§ EXERCISE GOAL:
Locate every line in the records below that contains the string "woman", and copy each of those lines in full. Matching is case-sensitive.

[Pointing records for named objects]
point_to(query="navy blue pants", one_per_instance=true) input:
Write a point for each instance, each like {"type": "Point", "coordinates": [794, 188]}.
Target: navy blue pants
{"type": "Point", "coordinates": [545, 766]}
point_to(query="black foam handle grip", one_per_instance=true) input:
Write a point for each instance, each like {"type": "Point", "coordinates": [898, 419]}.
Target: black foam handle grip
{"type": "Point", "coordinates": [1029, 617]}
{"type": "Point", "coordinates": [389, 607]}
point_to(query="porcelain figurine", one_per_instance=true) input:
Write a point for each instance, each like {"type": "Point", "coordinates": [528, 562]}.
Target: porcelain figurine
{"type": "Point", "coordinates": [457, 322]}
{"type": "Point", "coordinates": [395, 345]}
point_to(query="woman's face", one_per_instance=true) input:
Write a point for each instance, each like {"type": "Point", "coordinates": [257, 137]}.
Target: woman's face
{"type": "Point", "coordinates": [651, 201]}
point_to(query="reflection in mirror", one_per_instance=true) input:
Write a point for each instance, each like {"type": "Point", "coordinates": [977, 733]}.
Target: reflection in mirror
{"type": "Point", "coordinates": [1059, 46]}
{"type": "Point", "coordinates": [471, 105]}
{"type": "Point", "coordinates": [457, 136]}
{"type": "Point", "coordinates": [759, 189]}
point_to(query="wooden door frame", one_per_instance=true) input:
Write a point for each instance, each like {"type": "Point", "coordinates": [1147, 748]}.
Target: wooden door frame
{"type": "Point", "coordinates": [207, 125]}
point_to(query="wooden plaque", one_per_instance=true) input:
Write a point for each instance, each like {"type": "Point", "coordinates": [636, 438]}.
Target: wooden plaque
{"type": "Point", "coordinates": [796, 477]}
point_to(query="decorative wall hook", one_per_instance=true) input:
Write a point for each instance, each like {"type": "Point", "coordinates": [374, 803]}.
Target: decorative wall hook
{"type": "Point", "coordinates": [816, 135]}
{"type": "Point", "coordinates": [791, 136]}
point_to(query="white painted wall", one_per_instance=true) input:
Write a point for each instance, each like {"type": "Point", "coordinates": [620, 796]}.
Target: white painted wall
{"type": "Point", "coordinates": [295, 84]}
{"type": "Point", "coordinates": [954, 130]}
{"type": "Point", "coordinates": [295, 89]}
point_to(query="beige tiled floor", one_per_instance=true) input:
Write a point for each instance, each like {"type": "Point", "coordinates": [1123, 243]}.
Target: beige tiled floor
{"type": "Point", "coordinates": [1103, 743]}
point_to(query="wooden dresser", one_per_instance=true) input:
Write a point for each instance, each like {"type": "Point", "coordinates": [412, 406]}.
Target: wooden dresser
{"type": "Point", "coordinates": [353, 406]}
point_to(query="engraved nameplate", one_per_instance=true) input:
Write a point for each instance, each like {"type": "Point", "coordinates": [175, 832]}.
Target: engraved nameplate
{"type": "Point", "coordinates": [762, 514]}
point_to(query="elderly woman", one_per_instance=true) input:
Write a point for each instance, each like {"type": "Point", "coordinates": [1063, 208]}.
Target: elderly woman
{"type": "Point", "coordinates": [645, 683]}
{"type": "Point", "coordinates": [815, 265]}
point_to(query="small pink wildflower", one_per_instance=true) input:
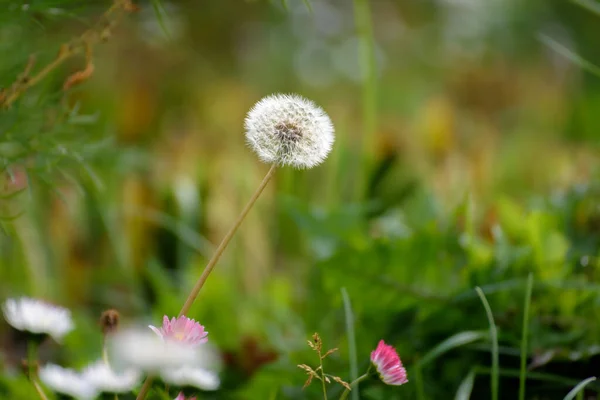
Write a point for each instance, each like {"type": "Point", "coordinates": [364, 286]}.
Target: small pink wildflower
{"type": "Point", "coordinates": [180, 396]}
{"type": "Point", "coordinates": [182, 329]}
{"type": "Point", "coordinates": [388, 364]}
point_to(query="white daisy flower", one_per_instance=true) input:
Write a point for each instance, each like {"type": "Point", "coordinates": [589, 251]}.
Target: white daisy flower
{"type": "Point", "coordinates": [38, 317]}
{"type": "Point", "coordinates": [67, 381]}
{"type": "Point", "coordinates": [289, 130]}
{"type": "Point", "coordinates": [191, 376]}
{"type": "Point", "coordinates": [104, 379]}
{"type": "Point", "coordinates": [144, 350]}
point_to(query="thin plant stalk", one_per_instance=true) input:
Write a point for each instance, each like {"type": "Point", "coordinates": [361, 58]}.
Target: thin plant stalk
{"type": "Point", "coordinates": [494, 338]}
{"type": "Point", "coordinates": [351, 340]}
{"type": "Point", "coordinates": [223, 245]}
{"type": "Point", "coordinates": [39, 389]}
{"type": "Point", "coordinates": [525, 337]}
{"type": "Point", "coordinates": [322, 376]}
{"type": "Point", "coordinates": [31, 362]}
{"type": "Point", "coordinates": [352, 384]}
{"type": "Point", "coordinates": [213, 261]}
* * *
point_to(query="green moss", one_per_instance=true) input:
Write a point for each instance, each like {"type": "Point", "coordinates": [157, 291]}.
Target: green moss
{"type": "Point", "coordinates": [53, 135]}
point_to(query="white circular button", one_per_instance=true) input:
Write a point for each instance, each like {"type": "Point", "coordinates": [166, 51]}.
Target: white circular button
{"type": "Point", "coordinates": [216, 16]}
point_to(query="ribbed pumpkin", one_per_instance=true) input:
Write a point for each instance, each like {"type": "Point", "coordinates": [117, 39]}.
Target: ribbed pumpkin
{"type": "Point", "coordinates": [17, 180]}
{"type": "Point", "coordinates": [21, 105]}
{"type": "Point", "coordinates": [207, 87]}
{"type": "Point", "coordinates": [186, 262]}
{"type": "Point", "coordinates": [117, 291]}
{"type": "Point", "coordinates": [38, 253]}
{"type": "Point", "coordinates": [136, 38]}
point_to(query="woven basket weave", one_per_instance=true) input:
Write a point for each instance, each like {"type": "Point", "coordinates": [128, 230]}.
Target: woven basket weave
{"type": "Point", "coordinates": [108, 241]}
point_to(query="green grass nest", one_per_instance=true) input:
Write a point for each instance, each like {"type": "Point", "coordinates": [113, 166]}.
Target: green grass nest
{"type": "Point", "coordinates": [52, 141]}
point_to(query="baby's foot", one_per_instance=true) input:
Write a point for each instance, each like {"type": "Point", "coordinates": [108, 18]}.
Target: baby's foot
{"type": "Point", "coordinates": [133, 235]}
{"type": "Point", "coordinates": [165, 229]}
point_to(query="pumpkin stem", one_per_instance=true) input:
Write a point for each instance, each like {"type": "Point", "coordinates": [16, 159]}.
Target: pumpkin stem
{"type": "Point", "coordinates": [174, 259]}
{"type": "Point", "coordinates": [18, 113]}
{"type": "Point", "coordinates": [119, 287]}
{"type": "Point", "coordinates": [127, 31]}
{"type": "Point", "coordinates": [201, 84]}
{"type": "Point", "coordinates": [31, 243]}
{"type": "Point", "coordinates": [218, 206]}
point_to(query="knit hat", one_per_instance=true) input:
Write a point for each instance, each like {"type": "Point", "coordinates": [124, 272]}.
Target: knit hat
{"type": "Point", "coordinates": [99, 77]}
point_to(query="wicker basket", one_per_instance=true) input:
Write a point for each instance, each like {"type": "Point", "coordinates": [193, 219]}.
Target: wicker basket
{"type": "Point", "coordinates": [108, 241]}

§ WRITTEN RESPONSE:
point_to(query="woman's face", one_per_instance=true) input:
Target: woman's face
point_to(query="elderly woman", one_per_instance=true) input:
Target: elderly woman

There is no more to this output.